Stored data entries
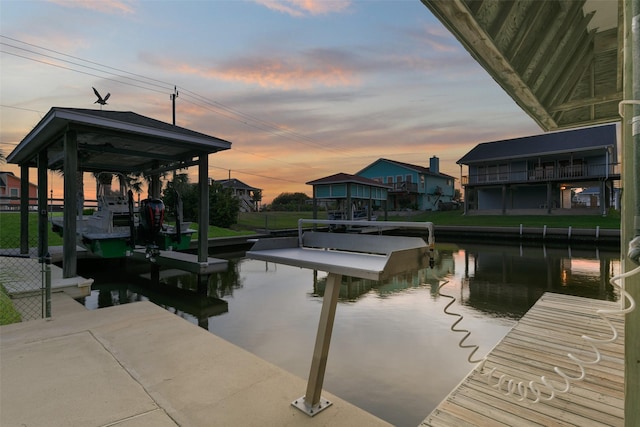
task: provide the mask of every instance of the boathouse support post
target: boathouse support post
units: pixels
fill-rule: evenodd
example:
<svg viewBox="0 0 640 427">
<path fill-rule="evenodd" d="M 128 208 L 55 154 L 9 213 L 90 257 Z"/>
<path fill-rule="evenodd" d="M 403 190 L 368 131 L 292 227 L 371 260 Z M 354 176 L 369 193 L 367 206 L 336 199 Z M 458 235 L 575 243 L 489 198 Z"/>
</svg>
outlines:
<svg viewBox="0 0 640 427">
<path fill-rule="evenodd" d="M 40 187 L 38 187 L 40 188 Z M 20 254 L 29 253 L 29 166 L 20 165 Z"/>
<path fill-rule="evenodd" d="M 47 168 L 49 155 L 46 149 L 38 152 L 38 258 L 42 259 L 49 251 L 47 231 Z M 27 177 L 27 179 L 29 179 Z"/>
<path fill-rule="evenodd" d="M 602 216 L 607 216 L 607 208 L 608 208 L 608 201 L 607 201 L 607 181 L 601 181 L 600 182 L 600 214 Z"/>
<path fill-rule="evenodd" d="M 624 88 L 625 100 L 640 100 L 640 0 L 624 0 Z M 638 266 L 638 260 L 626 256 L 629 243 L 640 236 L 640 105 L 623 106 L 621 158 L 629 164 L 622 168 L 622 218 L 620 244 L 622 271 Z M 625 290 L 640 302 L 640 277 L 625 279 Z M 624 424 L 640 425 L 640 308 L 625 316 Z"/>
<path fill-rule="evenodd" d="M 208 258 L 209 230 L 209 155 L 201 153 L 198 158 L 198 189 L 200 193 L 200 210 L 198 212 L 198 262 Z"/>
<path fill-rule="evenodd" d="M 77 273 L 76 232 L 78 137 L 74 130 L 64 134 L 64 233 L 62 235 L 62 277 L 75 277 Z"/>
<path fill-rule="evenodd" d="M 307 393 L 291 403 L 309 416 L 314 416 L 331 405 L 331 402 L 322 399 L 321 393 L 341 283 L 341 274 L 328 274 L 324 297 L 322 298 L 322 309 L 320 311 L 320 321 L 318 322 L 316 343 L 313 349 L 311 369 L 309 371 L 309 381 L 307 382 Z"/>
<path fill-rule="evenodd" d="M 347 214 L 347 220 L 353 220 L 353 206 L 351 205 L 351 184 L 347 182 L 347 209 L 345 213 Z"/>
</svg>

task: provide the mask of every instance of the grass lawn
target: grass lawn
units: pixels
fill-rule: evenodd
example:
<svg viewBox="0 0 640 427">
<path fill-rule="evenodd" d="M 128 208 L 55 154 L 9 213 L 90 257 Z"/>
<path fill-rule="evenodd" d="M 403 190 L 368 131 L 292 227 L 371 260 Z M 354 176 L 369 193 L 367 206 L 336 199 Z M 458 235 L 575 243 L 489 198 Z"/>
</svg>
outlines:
* * *
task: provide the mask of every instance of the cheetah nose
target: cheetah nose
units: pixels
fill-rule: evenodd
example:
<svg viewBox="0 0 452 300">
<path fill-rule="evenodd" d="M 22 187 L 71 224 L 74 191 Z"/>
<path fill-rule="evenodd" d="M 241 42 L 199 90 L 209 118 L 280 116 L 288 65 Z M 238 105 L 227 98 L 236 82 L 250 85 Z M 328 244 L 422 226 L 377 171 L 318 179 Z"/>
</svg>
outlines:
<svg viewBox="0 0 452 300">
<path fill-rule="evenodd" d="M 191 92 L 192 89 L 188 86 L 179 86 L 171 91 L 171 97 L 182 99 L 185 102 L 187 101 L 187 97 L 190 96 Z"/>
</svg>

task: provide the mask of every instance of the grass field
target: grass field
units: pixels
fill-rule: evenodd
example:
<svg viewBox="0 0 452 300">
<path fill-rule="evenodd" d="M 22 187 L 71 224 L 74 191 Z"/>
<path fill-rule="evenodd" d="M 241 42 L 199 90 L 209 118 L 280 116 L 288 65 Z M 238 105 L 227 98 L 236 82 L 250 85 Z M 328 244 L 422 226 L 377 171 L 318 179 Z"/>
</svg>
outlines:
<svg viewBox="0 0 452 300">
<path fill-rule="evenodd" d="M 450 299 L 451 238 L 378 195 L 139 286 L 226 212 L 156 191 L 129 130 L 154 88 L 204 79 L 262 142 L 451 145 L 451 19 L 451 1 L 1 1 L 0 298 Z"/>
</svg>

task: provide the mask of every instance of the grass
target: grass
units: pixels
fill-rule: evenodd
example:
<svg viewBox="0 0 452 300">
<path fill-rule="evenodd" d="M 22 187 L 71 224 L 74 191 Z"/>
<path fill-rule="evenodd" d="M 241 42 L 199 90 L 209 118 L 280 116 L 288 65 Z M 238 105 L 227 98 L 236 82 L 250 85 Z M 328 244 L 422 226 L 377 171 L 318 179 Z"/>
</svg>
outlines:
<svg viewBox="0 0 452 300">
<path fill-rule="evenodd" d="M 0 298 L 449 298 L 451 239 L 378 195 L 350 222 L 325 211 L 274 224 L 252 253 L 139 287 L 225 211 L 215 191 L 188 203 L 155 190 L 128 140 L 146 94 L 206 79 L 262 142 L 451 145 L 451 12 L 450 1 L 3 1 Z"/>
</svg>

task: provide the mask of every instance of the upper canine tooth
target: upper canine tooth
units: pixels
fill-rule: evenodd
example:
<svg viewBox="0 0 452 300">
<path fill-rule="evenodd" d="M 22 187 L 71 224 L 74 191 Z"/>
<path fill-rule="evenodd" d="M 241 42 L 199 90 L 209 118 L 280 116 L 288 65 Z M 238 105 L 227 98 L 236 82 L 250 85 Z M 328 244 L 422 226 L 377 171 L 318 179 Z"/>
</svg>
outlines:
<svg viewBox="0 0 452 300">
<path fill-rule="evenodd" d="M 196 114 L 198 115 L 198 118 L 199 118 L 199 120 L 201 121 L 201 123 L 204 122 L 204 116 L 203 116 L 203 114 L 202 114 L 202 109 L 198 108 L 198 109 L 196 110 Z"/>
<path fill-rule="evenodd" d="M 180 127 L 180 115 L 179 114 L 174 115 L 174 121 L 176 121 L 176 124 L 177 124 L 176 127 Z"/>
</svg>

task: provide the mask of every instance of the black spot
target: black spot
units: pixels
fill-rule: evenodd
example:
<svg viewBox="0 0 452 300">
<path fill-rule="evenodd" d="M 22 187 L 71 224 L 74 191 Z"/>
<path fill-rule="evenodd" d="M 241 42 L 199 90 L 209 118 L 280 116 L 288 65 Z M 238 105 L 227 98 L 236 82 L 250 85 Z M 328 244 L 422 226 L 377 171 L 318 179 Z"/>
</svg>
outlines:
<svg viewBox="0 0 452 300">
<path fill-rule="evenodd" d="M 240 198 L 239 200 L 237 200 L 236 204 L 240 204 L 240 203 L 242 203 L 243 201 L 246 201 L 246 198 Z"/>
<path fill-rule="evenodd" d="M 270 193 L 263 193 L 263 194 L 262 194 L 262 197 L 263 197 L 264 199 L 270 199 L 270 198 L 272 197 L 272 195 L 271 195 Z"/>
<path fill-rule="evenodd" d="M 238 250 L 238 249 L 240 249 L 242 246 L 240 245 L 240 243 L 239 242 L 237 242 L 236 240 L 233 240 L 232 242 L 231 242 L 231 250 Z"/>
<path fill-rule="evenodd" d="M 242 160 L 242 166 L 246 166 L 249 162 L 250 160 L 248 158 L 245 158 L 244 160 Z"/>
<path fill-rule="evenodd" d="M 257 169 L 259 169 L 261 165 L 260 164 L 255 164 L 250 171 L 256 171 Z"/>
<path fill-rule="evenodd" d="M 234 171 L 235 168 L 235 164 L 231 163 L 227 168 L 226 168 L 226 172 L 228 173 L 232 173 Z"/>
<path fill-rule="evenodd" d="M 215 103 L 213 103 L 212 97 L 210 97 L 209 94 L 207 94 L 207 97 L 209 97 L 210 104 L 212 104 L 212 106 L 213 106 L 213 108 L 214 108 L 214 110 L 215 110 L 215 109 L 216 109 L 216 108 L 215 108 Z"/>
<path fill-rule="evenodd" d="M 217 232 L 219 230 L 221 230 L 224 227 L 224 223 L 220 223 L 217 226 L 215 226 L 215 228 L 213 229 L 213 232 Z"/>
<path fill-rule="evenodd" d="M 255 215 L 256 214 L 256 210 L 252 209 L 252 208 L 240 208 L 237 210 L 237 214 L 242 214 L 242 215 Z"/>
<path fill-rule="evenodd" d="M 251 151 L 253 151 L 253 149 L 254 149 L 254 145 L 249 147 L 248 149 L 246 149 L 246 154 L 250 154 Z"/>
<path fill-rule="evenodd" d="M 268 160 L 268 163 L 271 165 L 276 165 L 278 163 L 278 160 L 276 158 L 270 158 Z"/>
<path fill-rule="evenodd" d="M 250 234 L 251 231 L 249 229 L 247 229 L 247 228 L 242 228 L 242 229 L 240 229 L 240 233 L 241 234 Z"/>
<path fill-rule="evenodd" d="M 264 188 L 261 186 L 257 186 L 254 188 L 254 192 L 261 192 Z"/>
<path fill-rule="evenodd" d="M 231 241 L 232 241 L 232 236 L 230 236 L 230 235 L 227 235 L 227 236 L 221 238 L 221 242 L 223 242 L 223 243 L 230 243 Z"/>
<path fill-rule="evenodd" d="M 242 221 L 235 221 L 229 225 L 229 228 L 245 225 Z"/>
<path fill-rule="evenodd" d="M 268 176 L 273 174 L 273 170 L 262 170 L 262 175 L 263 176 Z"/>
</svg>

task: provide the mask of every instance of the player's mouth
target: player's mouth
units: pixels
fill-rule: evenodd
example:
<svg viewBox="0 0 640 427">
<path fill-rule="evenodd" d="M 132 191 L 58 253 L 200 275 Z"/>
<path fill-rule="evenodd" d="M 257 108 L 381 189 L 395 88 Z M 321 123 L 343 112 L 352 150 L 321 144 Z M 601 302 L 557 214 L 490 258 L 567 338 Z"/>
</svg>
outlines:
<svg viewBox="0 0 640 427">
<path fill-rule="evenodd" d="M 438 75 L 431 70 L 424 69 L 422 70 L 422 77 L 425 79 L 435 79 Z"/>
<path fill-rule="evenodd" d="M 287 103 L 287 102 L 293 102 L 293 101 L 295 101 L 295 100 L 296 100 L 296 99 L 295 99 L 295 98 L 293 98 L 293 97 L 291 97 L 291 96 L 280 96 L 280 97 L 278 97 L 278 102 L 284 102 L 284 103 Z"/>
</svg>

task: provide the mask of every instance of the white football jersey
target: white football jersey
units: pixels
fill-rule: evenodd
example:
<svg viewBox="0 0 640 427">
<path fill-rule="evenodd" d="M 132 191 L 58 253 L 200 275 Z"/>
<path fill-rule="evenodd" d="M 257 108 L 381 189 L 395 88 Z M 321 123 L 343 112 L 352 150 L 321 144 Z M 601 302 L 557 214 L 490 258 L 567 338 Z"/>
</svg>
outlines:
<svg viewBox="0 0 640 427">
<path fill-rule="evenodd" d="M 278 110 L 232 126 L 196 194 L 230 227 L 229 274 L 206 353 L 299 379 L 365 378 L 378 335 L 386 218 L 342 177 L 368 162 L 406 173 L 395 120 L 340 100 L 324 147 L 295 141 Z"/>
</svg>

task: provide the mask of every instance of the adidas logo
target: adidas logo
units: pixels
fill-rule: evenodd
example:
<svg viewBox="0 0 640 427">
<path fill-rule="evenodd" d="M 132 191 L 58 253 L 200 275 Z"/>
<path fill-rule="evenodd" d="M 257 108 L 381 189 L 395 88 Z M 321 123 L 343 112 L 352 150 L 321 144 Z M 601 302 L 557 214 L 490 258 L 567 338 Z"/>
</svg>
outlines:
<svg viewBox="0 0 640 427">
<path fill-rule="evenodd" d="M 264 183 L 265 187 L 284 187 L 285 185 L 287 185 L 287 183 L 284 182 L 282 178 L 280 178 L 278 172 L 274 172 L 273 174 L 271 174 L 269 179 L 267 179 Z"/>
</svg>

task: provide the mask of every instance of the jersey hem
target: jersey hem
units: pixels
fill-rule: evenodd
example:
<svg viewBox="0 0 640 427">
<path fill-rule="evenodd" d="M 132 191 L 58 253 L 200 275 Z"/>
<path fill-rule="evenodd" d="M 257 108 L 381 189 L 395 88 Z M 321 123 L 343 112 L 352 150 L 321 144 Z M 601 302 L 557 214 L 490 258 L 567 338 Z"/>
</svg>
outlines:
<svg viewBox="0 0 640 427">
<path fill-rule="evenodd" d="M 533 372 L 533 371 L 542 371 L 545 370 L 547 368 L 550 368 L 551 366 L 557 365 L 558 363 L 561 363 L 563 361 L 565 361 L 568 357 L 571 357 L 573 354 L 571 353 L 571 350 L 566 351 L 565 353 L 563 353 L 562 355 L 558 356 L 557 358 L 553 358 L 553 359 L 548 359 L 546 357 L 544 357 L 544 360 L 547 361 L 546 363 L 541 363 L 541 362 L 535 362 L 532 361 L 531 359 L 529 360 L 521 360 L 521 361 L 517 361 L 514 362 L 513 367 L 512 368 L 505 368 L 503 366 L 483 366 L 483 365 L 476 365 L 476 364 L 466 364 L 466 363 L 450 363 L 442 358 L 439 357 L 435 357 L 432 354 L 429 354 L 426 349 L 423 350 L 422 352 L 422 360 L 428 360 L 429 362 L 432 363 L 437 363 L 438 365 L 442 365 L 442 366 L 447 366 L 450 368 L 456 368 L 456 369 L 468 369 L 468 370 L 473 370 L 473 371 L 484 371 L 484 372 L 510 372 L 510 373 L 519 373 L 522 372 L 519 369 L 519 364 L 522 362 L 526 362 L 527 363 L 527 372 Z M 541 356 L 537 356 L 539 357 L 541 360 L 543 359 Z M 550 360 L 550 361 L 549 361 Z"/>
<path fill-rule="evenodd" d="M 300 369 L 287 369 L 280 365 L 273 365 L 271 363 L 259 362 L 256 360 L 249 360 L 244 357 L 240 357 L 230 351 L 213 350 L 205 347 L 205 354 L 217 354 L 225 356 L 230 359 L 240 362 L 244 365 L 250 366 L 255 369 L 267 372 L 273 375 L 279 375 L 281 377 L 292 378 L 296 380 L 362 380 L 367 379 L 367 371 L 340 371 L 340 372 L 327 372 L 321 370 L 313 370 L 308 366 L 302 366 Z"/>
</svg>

INSTRUCTIONS TO FOLLOW
All lines of the records above that contain the word "nose" are to be copied out.

ANSWER TO THIS EXERCISE
task: provide the mask of every instance of the cheetah nose
target: cheetah nose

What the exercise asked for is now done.